═══ Extract ═══

# ***UPDATE***FAINTER/NIGERIAN DWARF BABIES**last doe kidded



## KFOWLER (Oct 5, 2010)

These are pics of the triplets 10/29/10 and the twins 10/30/10. I still ave one more doe that is due anyday...we have babies everywhere!!!!!

Last doe finally kidded this evening...twins!!!! I hope were done for awhile!!!! One brownish grey doeling and one off white buck!!!!!!!!!!!!!


----------



## minibarn (Jul 20, 2010)

*Re: FAINTER/NIGERIAN DWARF BABIES*

awww! they are so sweet! :wink: babies are such fun!!! good luck with your next doe!


----------



## kelebek (Oct 5, 2007)

*Re: FAINTER/NIGERIAN DWARF BABIES*

Ok so bandit and the one with the line down its face - pack em up - make air holes - and drop ship ... I will pm my address - lol!

They are adorable, congrats!


----------



## milkmaid (Sep 15, 2010)

*Re: FAINTER/NIGERIAN DWARF BABIES*

How utterly adorable! I wanna white kid! They are so pretty!


----------



## KFOWLER (Oct 5, 2010)

*Re: FAINTER/NIGERIAN DWARF BABIES*

I think the white babies are going to be blue eyed...


----------



## liz (Oct 5, 2007)

*Re: FAINTER/NIGERIAN DWARF BABIES*

Very cute!! White kids are so pretty...I've had 2 and they put you in mind of lambs!

Are either of the parents blue eyed? If one or the other is the chance of having BE kids can be 25-50%


----------



## KFOWLER (Oct 5, 2010)

*Re: FAINTER/NIGERIAN DWARF BABIES*



liz said:


> Very cute!! White kids are so pretty...I've had 2 and they put you in mind of lambs!

═══

■ Problem set ■
- A) According to the goat thread, what kids did the last doe have?
- B) Please return the stretch of the goat thread from "## kelebek (Oct" through "(Sep 15, 2010)".
- C) Resume the goat thread from where it stops.
The items are separate material, apart from the goat thread.

═══ Extracted entries ═══

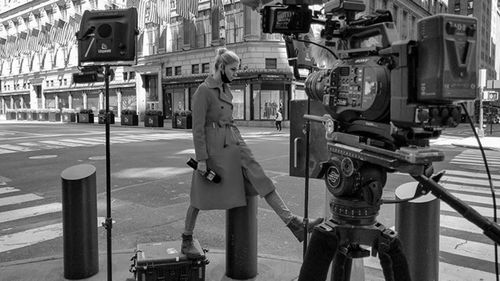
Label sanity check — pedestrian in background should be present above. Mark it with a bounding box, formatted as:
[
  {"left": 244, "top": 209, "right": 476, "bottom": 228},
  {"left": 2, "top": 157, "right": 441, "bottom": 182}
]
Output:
[
  {"left": 276, "top": 108, "right": 283, "bottom": 131},
  {"left": 181, "top": 48, "right": 323, "bottom": 258}
]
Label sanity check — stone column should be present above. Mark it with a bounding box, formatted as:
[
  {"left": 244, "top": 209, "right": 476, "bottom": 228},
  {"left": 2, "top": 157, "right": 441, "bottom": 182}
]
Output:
[
  {"left": 82, "top": 93, "right": 87, "bottom": 109},
  {"left": 116, "top": 91, "right": 122, "bottom": 118}
]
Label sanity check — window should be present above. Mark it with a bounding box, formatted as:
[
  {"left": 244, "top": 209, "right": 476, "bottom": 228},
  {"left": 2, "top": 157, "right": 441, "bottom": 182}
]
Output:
[
  {"left": 201, "top": 63, "right": 210, "bottom": 73},
  {"left": 165, "top": 67, "right": 172, "bottom": 76},
  {"left": 392, "top": 5, "right": 399, "bottom": 27},
  {"left": 226, "top": 7, "right": 245, "bottom": 44},
  {"left": 191, "top": 64, "right": 200, "bottom": 74},
  {"left": 401, "top": 10, "right": 408, "bottom": 40},
  {"left": 266, "top": 59, "right": 278, "bottom": 69},
  {"left": 382, "top": 0, "right": 387, "bottom": 10},
  {"left": 253, "top": 90, "right": 285, "bottom": 120}
]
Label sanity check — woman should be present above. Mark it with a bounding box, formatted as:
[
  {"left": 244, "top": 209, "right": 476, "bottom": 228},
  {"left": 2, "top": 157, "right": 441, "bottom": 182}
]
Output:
[
  {"left": 276, "top": 108, "right": 283, "bottom": 131},
  {"left": 181, "top": 48, "right": 323, "bottom": 257}
]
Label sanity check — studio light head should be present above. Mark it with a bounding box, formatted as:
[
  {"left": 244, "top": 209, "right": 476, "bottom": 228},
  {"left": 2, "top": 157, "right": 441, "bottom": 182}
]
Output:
[{"left": 76, "top": 8, "right": 138, "bottom": 65}]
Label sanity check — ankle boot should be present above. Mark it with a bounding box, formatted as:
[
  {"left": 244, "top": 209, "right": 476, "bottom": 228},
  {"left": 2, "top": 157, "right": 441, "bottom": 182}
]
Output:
[
  {"left": 286, "top": 216, "right": 323, "bottom": 242},
  {"left": 181, "top": 234, "right": 203, "bottom": 259}
]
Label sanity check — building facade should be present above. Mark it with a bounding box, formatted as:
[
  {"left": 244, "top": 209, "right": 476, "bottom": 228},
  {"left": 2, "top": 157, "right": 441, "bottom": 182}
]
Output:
[{"left": 0, "top": 0, "right": 447, "bottom": 124}]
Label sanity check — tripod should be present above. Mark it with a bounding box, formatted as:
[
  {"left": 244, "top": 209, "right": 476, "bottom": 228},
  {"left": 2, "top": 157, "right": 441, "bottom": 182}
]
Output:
[
  {"left": 299, "top": 166, "right": 411, "bottom": 281},
  {"left": 299, "top": 220, "right": 410, "bottom": 281}
]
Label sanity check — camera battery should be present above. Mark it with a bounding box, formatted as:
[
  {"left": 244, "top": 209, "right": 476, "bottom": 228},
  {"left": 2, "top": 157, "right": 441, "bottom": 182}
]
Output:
[
  {"left": 131, "top": 241, "right": 208, "bottom": 281},
  {"left": 417, "top": 14, "right": 477, "bottom": 104}
]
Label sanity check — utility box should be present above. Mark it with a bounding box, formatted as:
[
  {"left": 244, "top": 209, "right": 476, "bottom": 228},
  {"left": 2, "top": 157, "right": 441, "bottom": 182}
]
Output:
[
  {"left": 130, "top": 241, "right": 208, "bottom": 281},
  {"left": 289, "top": 100, "right": 328, "bottom": 177}
]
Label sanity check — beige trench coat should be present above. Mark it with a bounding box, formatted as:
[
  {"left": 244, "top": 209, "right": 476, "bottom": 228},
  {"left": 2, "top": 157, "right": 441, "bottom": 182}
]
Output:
[{"left": 190, "top": 76, "right": 275, "bottom": 210}]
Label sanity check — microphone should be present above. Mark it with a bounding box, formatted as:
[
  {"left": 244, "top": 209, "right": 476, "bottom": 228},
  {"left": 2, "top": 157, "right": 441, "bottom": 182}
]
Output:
[{"left": 186, "top": 158, "right": 221, "bottom": 183}]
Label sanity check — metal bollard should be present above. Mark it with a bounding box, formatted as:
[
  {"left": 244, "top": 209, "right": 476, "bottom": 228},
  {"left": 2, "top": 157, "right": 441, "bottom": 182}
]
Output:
[
  {"left": 61, "top": 164, "right": 99, "bottom": 279},
  {"left": 396, "top": 182, "right": 440, "bottom": 281},
  {"left": 226, "top": 195, "right": 258, "bottom": 280}
]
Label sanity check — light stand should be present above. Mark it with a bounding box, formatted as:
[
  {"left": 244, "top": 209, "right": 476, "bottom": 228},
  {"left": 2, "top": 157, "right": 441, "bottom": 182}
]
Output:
[{"left": 102, "top": 65, "right": 113, "bottom": 281}]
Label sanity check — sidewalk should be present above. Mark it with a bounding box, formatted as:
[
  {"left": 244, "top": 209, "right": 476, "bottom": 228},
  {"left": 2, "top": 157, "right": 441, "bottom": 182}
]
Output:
[{"left": 0, "top": 246, "right": 302, "bottom": 281}]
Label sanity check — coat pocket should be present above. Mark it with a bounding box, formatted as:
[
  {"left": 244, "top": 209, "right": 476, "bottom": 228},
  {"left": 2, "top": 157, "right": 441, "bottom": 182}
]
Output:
[
  {"left": 191, "top": 145, "right": 246, "bottom": 210},
  {"left": 205, "top": 127, "right": 225, "bottom": 154}
]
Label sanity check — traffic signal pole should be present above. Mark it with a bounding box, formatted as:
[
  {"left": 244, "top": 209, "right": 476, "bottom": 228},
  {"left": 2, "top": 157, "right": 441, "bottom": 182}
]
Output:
[{"left": 477, "top": 68, "right": 486, "bottom": 137}]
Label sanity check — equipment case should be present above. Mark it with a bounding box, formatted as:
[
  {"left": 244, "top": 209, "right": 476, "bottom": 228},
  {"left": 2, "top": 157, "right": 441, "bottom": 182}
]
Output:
[{"left": 130, "top": 238, "right": 208, "bottom": 281}]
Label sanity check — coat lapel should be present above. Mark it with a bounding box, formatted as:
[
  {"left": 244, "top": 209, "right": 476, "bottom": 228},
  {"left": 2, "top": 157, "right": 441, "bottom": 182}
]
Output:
[{"left": 205, "top": 76, "right": 233, "bottom": 108}]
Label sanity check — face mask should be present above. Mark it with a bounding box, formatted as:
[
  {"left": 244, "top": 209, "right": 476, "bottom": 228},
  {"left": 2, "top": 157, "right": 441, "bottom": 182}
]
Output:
[{"left": 220, "top": 65, "right": 231, "bottom": 83}]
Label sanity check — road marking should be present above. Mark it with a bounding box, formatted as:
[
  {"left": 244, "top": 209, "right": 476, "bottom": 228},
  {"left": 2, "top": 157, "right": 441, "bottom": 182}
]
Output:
[
  {"left": 440, "top": 182, "right": 500, "bottom": 195},
  {"left": 439, "top": 213, "right": 483, "bottom": 233},
  {"left": 363, "top": 256, "right": 495, "bottom": 281},
  {"left": 444, "top": 170, "right": 500, "bottom": 180},
  {"left": 60, "top": 139, "right": 97, "bottom": 146},
  {"left": 0, "top": 186, "right": 19, "bottom": 194},
  {"left": 28, "top": 154, "right": 57, "bottom": 160},
  {"left": 175, "top": 148, "right": 195, "bottom": 154},
  {"left": 0, "top": 223, "right": 63, "bottom": 253},
  {"left": 0, "top": 203, "right": 62, "bottom": 223},
  {"left": 439, "top": 176, "right": 500, "bottom": 187},
  {"left": 40, "top": 140, "right": 81, "bottom": 147},
  {"left": 0, "top": 193, "right": 43, "bottom": 206},
  {"left": 0, "top": 223, "right": 63, "bottom": 253},
  {"left": 0, "top": 144, "right": 40, "bottom": 152},
  {"left": 0, "top": 149, "right": 16, "bottom": 154}
]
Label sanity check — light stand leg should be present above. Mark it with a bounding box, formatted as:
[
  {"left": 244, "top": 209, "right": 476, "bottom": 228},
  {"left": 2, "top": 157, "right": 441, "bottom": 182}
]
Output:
[{"left": 103, "top": 65, "right": 113, "bottom": 281}]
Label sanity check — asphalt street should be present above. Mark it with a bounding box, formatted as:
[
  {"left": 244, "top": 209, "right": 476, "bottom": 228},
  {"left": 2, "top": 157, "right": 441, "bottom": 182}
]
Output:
[{"left": 0, "top": 123, "right": 500, "bottom": 280}]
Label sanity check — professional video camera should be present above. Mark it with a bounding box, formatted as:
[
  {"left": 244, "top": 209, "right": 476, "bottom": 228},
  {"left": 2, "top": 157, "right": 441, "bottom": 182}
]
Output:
[
  {"left": 261, "top": 0, "right": 477, "bottom": 148},
  {"left": 261, "top": 0, "right": 500, "bottom": 280}
]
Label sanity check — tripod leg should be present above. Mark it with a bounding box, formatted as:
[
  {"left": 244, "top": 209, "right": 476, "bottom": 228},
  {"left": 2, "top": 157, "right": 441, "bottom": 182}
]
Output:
[
  {"left": 379, "top": 235, "right": 411, "bottom": 281},
  {"left": 332, "top": 251, "right": 352, "bottom": 281},
  {"left": 299, "top": 228, "right": 338, "bottom": 281}
]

═══

■ Solved tasks ■
- A) Twins: one brownish grey doeling and one off white buck.

- B)
## kelebek (Oct 5, 2007)

*Re: FAINTER/NIGERIAN DWARF BABIES*

Ok so bandit and the one with the line down its face - pack em up - make air holes - and drop ship ... I will pm my address - lol!

They are adorable, congrats!


----------



## milkmaid (Sep 15, 2010)

- C)
> 
> Are either of the parents blue eyed? If one or the other is the chance of having BE kids can be 25-50%


Yes...the buck (dad of all babies) is a solid white blue eyed nigerian dwarf.


----------



## mommaB (Oct 1, 2009)

*Re: FAINTER/NIGERIAN DWARF BABIES*

oh they are soooooooo cute!!!!  ah I so can't wait for babies!!! :leap:

Thankyou so much for the fix!!!


----------



## myfainters (Oct 30, 2009)

*Re: ***UPDATE***FAINTER/NIGERIAN DWARF BABIES**last doe kidd*

AWWWWW WAY cute!!!!!!!!!!!! :drool:


----------



## toth boer goats (Jul 20, 2008)

*Re: ***UPDATE***FAINTER/NIGERIAN DWARF BABIES**last doe kidd*

very cute....congrats..... :thumb: :greengrin:


----------



## HoosierShadow (Apr 20, 2010)

*Re: ***UPDATE***FAINTER/NIGERIAN DWARF BABIES**last doe kidd*

They are too adorable! CONGRATS!!!!!! I just love their fluffy looking coats, and their cute little faces!


----------



## RedStickLA (Jan 6, 2009)

*Re: ***UPDATE***FAINTER/NIGERIAN DWARF BABIES**last doe kidd*

Too Cute!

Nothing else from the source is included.